• **Exercise aim**: Below are some entries. Copy each line that holds the string "instance".

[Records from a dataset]
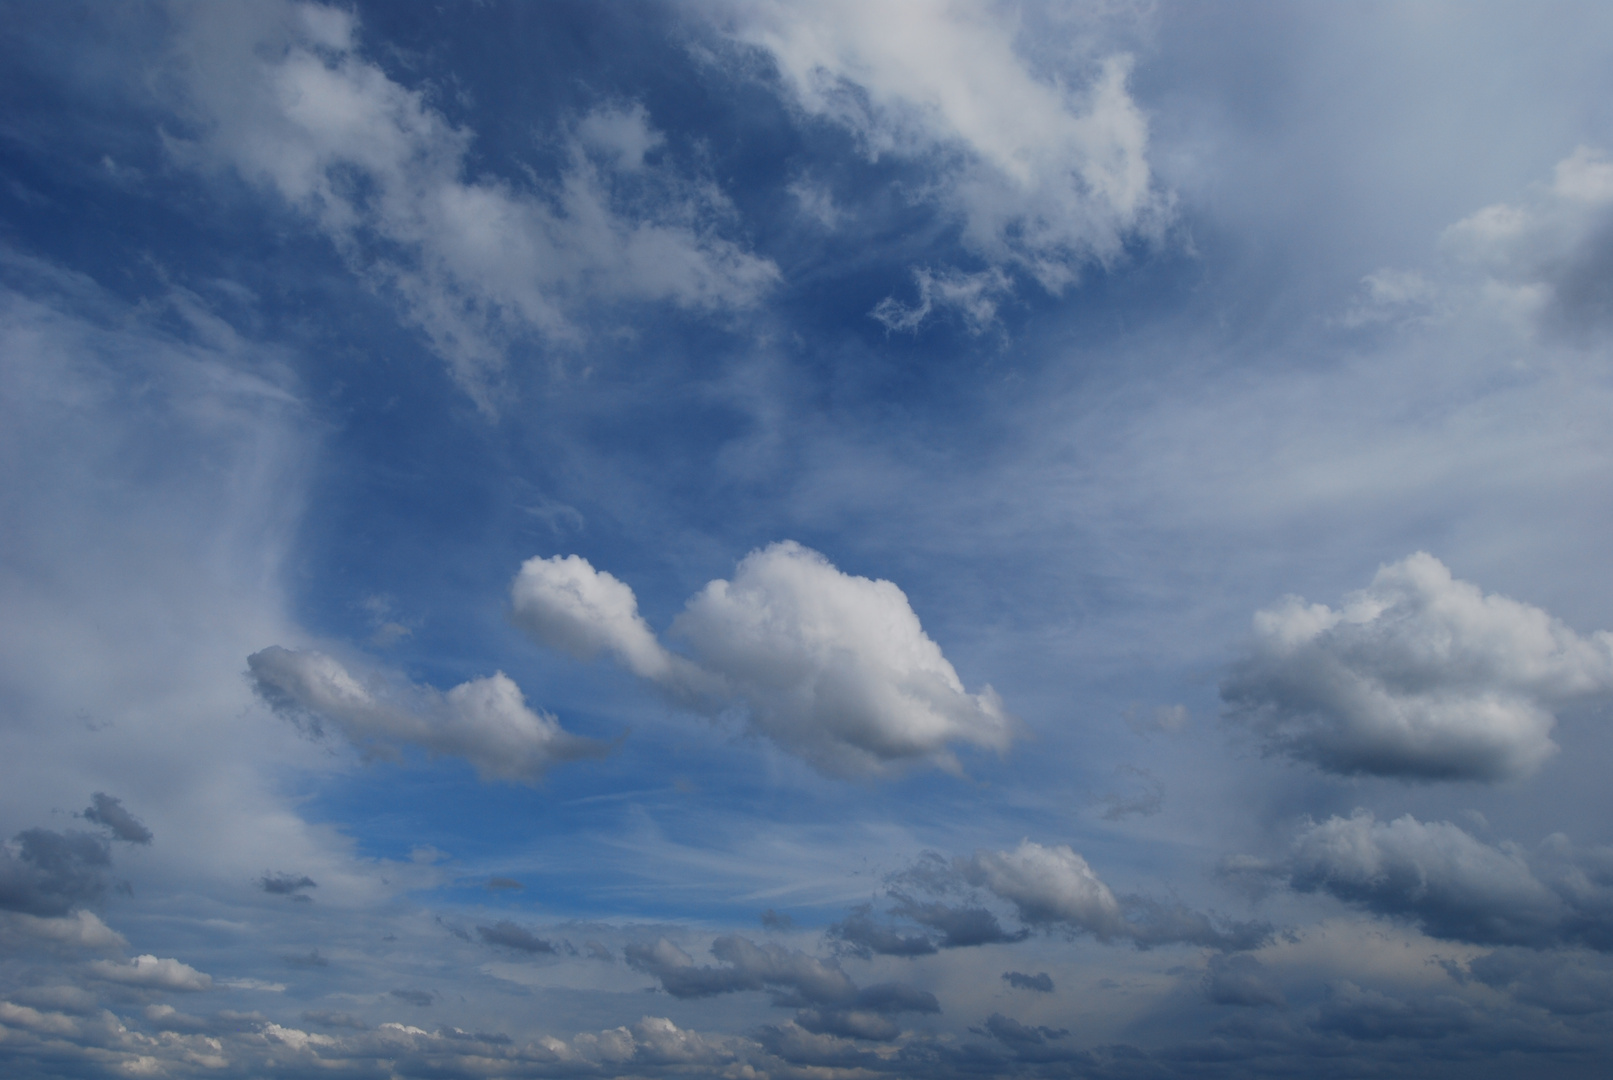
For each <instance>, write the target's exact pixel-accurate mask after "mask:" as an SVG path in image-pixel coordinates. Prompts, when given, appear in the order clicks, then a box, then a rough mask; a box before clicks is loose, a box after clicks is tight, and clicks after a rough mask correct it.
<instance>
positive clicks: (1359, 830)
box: [1269, 809, 1613, 953]
mask: <svg viewBox="0 0 1613 1080" xmlns="http://www.w3.org/2000/svg"><path fill="white" fill-rule="evenodd" d="M1269 872H1273V874H1276V875H1279V877H1282V879H1284V880H1287V883H1289V885H1290V887H1292V888H1295V890H1298V891H1319V893H1327V895H1331V896H1336V898H1339V899H1342V901H1345V903H1350V904H1355V906H1358V908H1363V909H1366V911H1373V912H1376V914H1381V916H1390V917H1400V919H1408V920H1411V922H1415V924H1416V925H1418V927H1419V928H1421V930H1423V932H1424V933H1428V935H1429V937H1436V938H1447V940H1455V941H1471V943H1474V945H1524V946H1532V948H1553V946H1563V945H1578V946H1586V948H1592V949H1597V951H1603V953H1607V951H1613V849H1608V848H1595V849H1589V851H1584V849H1576V848H1574V846H1573V845H1569V843H1568V840H1566V838H1563V837H1560V835H1555V837H1548V838H1547V840H1545V841H1544V843H1542V845H1540V846H1539V848H1536V849H1534V851H1526V849H1524V848H1521V846H1518V845H1513V843H1500V845H1489V843H1484V841H1481V840H1478V838H1476V837H1473V835H1469V833H1468V832H1466V830H1463V829H1460V827H1458V825H1453V824H1450V822H1421V820H1418V819H1415V817H1411V816H1410V814H1407V816H1403V817H1398V819H1395V820H1378V817H1376V816H1373V812H1371V811H1365V809H1358V811H1355V812H1353V814H1352V816H1350V817H1329V819H1327V820H1323V822H1310V824H1307V825H1305V827H1303V829H1300V832H1298V835H1297V837H1295V840H1294V845H1292V849H1290V851H1289V854H1287V856H1286V858H1284V859H1282V861H1279V862H1276V864H1273V866H1271V867H1269Z"/></svg>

• **Solution to this task**:
For each <instance>, write the target's exact pixel-accurate mask after "mask:" as an SVG path in image-pixel coordinates. Prompts, when given, appear in the order clicks, then a box, then a rough mask; a box before clicks is loose, a box after clicks is tight, and clicks after a rough mask correct it.
<instance>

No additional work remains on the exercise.